Chronicles of Narnia: The Voyage of the Dawn Treader parents guide

Chronicles of Narnia: The Voyage of the Dawn Treader Parent Guide

Even when tempted by their deepest, darkest desires, it doesn't seem to require much effort. Still this adaptation of C.S. Lewis' story embraces many positive elements from the previous Narnia films.

Overall A-

Lucy (Georgie Henley) and Edmund (Skandar Keynes) Pevensie feel very fortunate when they are able to return the land of Narnia, but not so lucky when their cousin Eustace (Will Poulter) tags along. Soon the trio meets up with Prince Caspian (Ben Barnes) and they board the ship The Dawn Treader to look for the edge of the world.

Release date December 10, 2010

Violence C+
Sexual Content A
Profanity A-
Substance Use A

Why is Chronicles of Narnia: The Voyage of the Dawn Treader rated PG? The MPAA rated Chronicles of Narnia: The Voyage of the Dawn Treader PG for some frightening images and sequences of fantasy action.

Run Time: 114 minutes

Official Movie Site

Parent Movie Review

Much has changed for the Pevensie siblings since they last visited Narnia. (Unlike the students at Hogwarts School of Magic in Harry Potter, it only takes these English youths three movies to grow up instead of eight.) Peter (William Moseley) and Susan (Anna Popplewell) have been shipped to America to live with their father. Lucy (Georgie Henley) and Edmund (Skandar Keynes) are still in war torn Europe, boarding with their aunt, uncle and a caustic-mouthed cousin Eustace Scrubb (Will Poulter). Tormented by their spiteful younger relative, the teens are also plagued with adolescent angst.

→ **GIVEN DATA**:

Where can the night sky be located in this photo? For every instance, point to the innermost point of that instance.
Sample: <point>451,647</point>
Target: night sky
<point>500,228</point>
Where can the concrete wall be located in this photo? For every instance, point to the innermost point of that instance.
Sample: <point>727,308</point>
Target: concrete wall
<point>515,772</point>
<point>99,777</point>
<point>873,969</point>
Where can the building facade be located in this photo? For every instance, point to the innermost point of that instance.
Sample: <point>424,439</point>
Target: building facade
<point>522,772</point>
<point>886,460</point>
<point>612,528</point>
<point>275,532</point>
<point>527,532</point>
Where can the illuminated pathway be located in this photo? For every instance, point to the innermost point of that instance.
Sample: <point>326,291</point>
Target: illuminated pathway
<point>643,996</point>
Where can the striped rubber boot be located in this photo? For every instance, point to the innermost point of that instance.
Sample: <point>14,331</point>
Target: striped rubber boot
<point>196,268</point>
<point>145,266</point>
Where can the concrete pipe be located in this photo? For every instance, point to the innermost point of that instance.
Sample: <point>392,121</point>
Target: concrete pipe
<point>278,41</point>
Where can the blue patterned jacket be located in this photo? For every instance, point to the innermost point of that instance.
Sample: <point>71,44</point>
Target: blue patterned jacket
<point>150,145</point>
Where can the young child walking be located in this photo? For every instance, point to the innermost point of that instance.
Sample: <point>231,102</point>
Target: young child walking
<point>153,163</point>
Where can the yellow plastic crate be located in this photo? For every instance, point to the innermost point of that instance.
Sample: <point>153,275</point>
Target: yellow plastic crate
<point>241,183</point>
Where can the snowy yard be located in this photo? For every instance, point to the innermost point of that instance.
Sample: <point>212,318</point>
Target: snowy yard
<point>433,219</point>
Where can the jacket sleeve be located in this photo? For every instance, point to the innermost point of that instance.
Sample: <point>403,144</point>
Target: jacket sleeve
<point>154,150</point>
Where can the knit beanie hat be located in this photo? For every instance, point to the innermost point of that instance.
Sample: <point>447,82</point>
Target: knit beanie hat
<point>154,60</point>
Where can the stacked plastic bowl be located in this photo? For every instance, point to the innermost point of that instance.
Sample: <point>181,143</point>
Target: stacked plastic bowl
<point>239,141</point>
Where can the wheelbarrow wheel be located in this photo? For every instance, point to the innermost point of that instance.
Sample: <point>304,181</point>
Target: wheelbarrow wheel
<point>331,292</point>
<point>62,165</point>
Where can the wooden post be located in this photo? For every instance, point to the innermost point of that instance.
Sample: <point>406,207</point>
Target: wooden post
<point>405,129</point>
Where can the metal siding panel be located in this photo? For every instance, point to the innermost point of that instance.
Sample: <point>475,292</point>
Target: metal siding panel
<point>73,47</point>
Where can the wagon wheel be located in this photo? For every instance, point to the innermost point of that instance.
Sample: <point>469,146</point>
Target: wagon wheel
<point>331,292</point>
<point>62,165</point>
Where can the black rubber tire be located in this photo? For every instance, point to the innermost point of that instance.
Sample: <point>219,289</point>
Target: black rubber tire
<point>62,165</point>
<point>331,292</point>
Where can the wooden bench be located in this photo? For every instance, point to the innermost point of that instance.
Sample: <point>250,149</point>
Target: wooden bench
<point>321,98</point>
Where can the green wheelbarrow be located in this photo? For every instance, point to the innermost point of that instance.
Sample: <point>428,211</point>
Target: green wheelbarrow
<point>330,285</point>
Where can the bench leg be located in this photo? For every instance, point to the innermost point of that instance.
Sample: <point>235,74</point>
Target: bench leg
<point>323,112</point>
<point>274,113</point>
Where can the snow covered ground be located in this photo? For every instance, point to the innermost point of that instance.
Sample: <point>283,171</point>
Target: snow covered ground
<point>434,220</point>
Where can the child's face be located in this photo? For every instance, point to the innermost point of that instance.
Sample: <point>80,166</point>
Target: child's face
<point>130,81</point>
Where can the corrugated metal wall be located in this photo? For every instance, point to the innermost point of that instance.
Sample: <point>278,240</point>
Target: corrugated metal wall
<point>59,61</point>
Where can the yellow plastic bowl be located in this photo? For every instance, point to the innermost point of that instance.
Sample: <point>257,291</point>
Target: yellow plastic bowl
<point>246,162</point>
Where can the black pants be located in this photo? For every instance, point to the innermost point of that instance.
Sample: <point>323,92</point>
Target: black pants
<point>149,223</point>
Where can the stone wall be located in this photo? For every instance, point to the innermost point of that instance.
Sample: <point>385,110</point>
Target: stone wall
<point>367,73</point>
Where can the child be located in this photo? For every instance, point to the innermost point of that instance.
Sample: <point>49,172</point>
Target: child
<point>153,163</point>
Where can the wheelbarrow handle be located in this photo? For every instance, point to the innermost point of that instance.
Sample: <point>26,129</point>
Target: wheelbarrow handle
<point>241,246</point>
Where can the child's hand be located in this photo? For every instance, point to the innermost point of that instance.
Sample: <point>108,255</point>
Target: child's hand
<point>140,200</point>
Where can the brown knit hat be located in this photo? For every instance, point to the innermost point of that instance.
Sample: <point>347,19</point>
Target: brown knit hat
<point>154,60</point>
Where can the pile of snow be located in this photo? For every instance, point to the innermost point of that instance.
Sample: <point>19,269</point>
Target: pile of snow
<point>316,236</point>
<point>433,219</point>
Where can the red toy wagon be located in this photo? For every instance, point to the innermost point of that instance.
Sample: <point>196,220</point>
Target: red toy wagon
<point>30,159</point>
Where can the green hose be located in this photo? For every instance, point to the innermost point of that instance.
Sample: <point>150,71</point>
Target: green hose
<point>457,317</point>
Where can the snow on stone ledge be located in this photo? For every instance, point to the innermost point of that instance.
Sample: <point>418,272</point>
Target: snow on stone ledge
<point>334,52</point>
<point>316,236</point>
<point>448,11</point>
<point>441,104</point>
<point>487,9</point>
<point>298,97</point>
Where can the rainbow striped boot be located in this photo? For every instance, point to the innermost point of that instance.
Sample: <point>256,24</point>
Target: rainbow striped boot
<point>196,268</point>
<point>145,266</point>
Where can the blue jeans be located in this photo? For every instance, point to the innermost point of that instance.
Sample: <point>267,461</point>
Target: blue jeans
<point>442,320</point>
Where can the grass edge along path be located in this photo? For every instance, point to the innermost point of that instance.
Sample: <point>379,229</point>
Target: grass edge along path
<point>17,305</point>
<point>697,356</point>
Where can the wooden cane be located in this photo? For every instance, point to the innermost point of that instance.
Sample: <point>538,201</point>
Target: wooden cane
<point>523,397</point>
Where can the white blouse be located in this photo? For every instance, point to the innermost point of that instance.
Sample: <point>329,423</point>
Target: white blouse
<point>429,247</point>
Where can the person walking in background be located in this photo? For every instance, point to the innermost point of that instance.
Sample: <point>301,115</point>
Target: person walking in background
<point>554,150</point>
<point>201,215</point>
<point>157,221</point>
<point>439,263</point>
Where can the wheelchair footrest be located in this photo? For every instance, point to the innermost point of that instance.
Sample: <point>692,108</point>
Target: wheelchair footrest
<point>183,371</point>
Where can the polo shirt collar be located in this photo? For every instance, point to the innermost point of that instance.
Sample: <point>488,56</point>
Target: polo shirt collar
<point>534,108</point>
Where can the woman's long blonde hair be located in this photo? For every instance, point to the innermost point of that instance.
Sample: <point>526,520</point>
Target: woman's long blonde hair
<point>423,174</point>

→ **SET TASKS**:
1. Translate this sentence from the parents guide into Spanish: "Peter (William Moseley) and Susan (Anna Popplewell) have been shipped to America to live with their father."
2. Convert the listing into a JSON list of strings, beginning at its first line and continuing through the line with "<point>150,145</point>". Use one string per line and omit blank lines.

→ **OUTPUTS**:
1. Peter (William Moseley) y Susan (Anna Popplewell) han sido enviados a Estados Unidos para vivir con su padre.

2.
[
  "Where can the night sky be located in this photo? For every instance, point to the innermost point of that instance.",
  "Sample: <point>451,647</point>",
  "Target: night sky",
  "<point>500,228</point>",
  "Where can the concrete wall be located in this photo? For every instance, point to the innermost point of that instance.",
  "Sample: <point>727,308</point>",
  "Target: concrete wall",
  "<point>515,772</point>",
  "<point>99,777</point>",
  "<point>873,969</point>",
  "Where can the building facade be located in this photo? For every instance, point to the innermost point of that instance.",
  "Sample: <point>424,439</point>",
  "Target: building facade",
  "<point>522,772</point>",
  "<point>886,460</point>",
  "<point>612,528</point>",
  "<point>275,532</point>",
  "<point>527,532</point>",
  "Where can the illuminated pathway be located in this photo? For every instance, point to the innermost point of that instance.",
  "Sample: <point>326,291</point>",
  "Target: illuminated pathway",
  "<point>643,996</point>",
  "Where can the striped rubber boot be located in this photo? For every instance, point to the innermost point of that instance.",
  "Sample: <point>14,331</point>",
  "Target: striped rubber boot",
  "<point>196,268</point>",
  "<point>145,266</point>",
  "Where can the concrete pipe be located in this photo? For every instance, point to the innermost point of that instance.",
  "Sample: <point>392,121</point>",
  "Target: concrete pipe",
  "<point>278,41</point>",
  "Where can the blue patterned jacket be located in this photo? For every instance, point to the innermost point of that instance.",
  "Sample: <point>71,44</point>",
  "Target: blue patterned jacket",
  "<point>150,145</point>"
]